===== Dataset records =====

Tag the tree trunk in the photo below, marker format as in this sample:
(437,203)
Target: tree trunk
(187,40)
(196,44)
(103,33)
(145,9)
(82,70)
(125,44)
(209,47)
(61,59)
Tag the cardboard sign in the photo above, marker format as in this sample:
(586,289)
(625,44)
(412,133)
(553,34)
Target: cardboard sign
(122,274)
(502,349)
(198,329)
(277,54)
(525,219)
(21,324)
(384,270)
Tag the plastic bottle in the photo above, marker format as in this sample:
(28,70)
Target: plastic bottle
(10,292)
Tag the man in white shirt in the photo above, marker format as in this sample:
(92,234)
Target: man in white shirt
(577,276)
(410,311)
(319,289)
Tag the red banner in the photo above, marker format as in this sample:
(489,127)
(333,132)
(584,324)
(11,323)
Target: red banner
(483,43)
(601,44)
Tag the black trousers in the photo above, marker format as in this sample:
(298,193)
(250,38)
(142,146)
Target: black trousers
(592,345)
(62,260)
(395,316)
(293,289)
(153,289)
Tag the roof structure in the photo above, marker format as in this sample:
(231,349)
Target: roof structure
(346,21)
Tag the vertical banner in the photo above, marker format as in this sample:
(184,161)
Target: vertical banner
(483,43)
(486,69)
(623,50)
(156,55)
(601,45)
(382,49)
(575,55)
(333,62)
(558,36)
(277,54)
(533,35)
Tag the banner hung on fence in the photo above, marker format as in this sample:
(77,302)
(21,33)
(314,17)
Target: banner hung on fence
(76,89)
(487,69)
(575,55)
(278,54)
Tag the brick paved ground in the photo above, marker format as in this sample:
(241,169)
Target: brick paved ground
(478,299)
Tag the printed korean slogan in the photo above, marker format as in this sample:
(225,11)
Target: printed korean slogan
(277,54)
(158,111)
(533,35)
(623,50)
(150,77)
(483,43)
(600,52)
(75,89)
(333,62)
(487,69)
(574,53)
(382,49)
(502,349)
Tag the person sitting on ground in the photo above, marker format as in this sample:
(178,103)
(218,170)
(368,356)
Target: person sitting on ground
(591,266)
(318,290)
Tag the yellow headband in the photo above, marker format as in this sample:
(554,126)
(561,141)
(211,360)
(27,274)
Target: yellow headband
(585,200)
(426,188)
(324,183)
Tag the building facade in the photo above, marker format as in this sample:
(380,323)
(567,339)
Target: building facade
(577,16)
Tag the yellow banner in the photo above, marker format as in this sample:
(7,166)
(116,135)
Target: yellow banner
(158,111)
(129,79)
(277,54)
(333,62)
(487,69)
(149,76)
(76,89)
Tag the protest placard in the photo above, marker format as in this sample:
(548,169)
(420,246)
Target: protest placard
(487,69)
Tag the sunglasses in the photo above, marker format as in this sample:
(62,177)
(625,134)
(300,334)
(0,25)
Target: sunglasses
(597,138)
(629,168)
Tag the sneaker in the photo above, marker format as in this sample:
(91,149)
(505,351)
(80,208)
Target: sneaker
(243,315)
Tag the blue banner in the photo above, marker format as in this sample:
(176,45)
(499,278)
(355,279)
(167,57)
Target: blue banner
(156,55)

=====

> **Required action**
Write out every record again, exactly as it was written.

> **Result of this exercise**
Tag the tree trunk in the photo below, marker format as in this sample:
(437,203)
Target: tree trunk
(187,40)
(196,44)
(103,33)
(145,9)
(82,70)
(125,44)
(209,47)
(61,59)
Tag the cardboard sign in the photo above, marker format as in this sample:
(586,289)
(625,44)
(412,133)
(553,34)
Target: cardboard sign
(122,274)
(502,349)
(198,329)
(277,54)
(525,219)
(21,324)
(384,270)
Tag the plastic bottle in the photo above, marker format as in this sample:
(28,70)
Target: plastic bottle
(10,292)
Tag the man in white shirt in the photo above, marker format as in this sample:
(92,234)
Target: man in white shirt
(577,276)
(410,311)
(319,289)
Tag the red banner in the photo above, marker format as in this sample:
(489,127)
(333,132)
(584,324)
(11,323)
Target: red banner
(483,43)
(601,44)
Tag the black trousers in the photo above, marker format as in this sample:
(298,193)
(250,38)
(142,146)
Target: black trousers
(592,345)
(62,260)
(395,316)
(293,289)
(153,289)
Tag the roof structure in the photo above, marker format as in this sample:
(231,349)
Target: roof structure
(346,21)
Tag the vertical banner in the photo above, marker format as in this sample:
(184,161)
Target: vertical banner
(483,43)
(486,69)
(623,50)
(156,55)
(601,45)
(382,49)
(575,55)
(333,62)
(558,36)
(277,54)
(533,35)
Tag the banner hung on fence in the photo above, marker format as in this sample:
(77,302)
(21,33)
(314,17)
Target: banner hung on fence
(76,89)
(487,69)
(575,55)
(278,54)
Tag the brick paved ground in the photo above, marker format as in this sample:
(241,169)
Target: brick paved ground
(478,299)
Tag the printed korean slogan in the photo above, marker format as in this sample:
(225,11)
Target: printed korean slogan
(277,54)
(158,111)
(533,35)
(623,50)
(150,77)
(483,43)
(600,52)
(75,89)
(333,62)
(487,69)
(574,53)
(382,49)
(502,349)
Tag the person sitting on ground in the photo above, marker format as in this sample:
(178,103)
(218,170)
(368,356)
Target: person sitting on ground
(591,266)
(318,290)
Tag the yellow headband in the photo above, marker format as in this sample:
(554,126)
(561,141)
(211,360)
(27,274)
Target: yellow headband
(585,200)
(426,188)
(324,183)
Tag the building facade in the photo above, marker format as in this sample:
(380,323)
(567,339)
Target: building facade
(577,16)
Tag the yellow banner in the photo above, marker format as in this sample:
(7,166)
(116,135)
Target: yellow banner
(158,111)
(129,79)
(277,54)
(333,62)
(487,69)
(149,76)
(76,89)
Tag the protest placard in the photo above, marker format as in this sample:
(548,169)
(420,246)
Target: protest placard
(487,69)
Tag the sunglasses in the photo above, marker format as in this sample:
(62,177)
(625,134)
(300,334)
(0,25)
Target: sunglasses
(597,138)
(629,168)
Tag the sneaker in the photo above, marker format as in this sample:
(91,149)
(505,351)
(80,208)
Target: sneaker
(243,315)
Tag the blue banner in the photo above, marker format as in this sample:
(176,45)
(499,278)
(355,279)
(167,57)
Target: blue banner
(156,55)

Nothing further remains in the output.